**BLOC DE TEXTE**
..............................
Découvrir ainsi l'esprit à l'intérieur du monde sensible ne me semblait devoir relever ni de conclusions logiques ni d'un quelconque prolongement de la perception sensorielle; je considérais que l'homme peut y parvenir lorsqu'il progresse et s'élève de la perception sensorielle à l'expérience de la pensée libérée du sensible.
J'étais pénétré de pensées de ce genre lorsque, en 1888, j'écrivis dans le second tome de mon édition des œuvres scientifiques de Goethe: « Celui qui reconnaît à la pensée une faculté de perception dépassant le domaine de la perception sensorielle, doit nécessairement lui attribuer des objets situés au-delà de la réalité sensible. Ces objets de la pensée, ce sont les idées. En s'emparant de l'idée, la pensée s'unit au principe originel de l'être de l'univers; ce qui agit au dehors pénètre dans l'esprit de l'homme: il s'identifie avec la réalité objective, devient un avec elle. La contemplation de l'idée au sein du réel constitue la vraie communion de l'homme. La pensée a la même importance à l'égard des idées que l'œil à l'égard de la lumière, ou l'oreille à l'égard des sons. C'est un organe de perception ».
Il m'importait peu, à cette époque, de décrire le monde de l'esprit tel qu'il apparaît lorsque, ayant pris conscience de soi, la pensée dégagée du sensible s'élève jusqu'à la contemplation en esprit; je voulais démontrer que la nature perçue par nos sens est d'essence spirituelle, et exprimer qu'en réalité la nature est esprit.
Le destin m'avait conduit à me confronter avec les théories de la connaissance en cours. Les philosophes supposaient au départ une nature dépourvue d'esprit, et se donnaient pour tâche d'examiner dans quelle mesure l'homme a le droit d'élaborer en lui-même une image spirituelle de la nature. Je leur opposais une toute autre théorie de la connaissance. Je voulais montrer que l'homme, en pensant, n'est pas un spectateur qui se forme, du dehors, des images de la nature, mais qu'il se trouve en pensée dans les choses mêmes, participant ainsi à leur essence grâce à l'expérience réalisée par l'acte de connaissance.
C'est encore mon destin qui m'a amené à élaborer mes propres conceptions à la suite de celles de Goethe; lui aussi avait aspiré à une conception spirituelle du monde. A maintes occasions il met en évidence le caractère spirituel de la nature ; mais on ne saurait parler du monde pur de l'esprit, car Goethe n'a pas poussé sa conception spirituelle de la nature jusqu'à la vision directe de l'esprit.
..............................
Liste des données
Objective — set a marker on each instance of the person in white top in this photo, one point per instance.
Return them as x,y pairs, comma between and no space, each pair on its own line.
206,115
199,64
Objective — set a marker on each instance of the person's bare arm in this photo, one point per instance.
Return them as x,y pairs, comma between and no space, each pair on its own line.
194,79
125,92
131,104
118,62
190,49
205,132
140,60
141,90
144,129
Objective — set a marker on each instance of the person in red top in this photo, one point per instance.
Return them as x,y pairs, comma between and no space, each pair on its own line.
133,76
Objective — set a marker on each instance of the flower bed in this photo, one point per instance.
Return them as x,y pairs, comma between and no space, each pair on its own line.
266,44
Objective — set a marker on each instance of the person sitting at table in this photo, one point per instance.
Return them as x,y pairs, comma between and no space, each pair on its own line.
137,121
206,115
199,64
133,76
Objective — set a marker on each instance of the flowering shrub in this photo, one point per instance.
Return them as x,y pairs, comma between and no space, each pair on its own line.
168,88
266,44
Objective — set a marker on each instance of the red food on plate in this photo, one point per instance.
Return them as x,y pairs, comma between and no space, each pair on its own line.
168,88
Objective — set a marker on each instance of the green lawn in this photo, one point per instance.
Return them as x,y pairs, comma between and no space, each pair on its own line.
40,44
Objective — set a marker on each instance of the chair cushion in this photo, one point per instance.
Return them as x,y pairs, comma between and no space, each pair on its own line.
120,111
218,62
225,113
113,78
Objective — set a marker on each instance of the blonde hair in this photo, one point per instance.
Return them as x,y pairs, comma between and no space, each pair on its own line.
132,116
..............................
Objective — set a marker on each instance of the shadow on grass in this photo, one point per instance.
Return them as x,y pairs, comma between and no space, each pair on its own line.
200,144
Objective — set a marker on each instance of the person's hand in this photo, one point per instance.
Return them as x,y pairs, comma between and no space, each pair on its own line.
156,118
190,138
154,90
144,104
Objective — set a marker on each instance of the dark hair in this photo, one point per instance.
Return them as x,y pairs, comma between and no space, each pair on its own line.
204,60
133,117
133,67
..............................
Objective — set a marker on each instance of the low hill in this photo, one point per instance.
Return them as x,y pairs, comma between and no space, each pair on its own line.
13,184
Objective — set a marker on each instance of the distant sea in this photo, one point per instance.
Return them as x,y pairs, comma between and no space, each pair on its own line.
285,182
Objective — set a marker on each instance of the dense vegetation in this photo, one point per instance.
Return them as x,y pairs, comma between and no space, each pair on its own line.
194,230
..............................
**SÉRIE D'EXERCICES**
A: Résumez en deux phrases le bloc de texte sur la pensée et l'esprit dans la nature.
B: Dans le bloc de texte, à quoi la pensée est-elle comparée dans son rapport aux idées ?
Ces données ne sont d'aucune utilité ici.

**RÉPONSES PAR EXERCICE**
A: Le texte affirme que l'homme découvre l'esprit dans le monde sensible en s'élevant de la perception sensorielle à une pensée libérée du sensible, et une citation de 1888, tirée d'une édition des œuvres scientifiques de Goethe, présente la pensée comme un organe de perception des idées. Contre les théories de la connaissance qui supposaient une nature dépourvue d'esprit, il s'agit de montrer que la nature est esprit et que l'homme, en pensant, participe à l'essence des choses, dans la suite de Goethe, qui n'a pourtant pas poussé sa conception jusqu'à la vision directe de l'esprit.

B: À l'œil dans son rapport à la lumière, ou à l'oreille dans son rapport aux sons.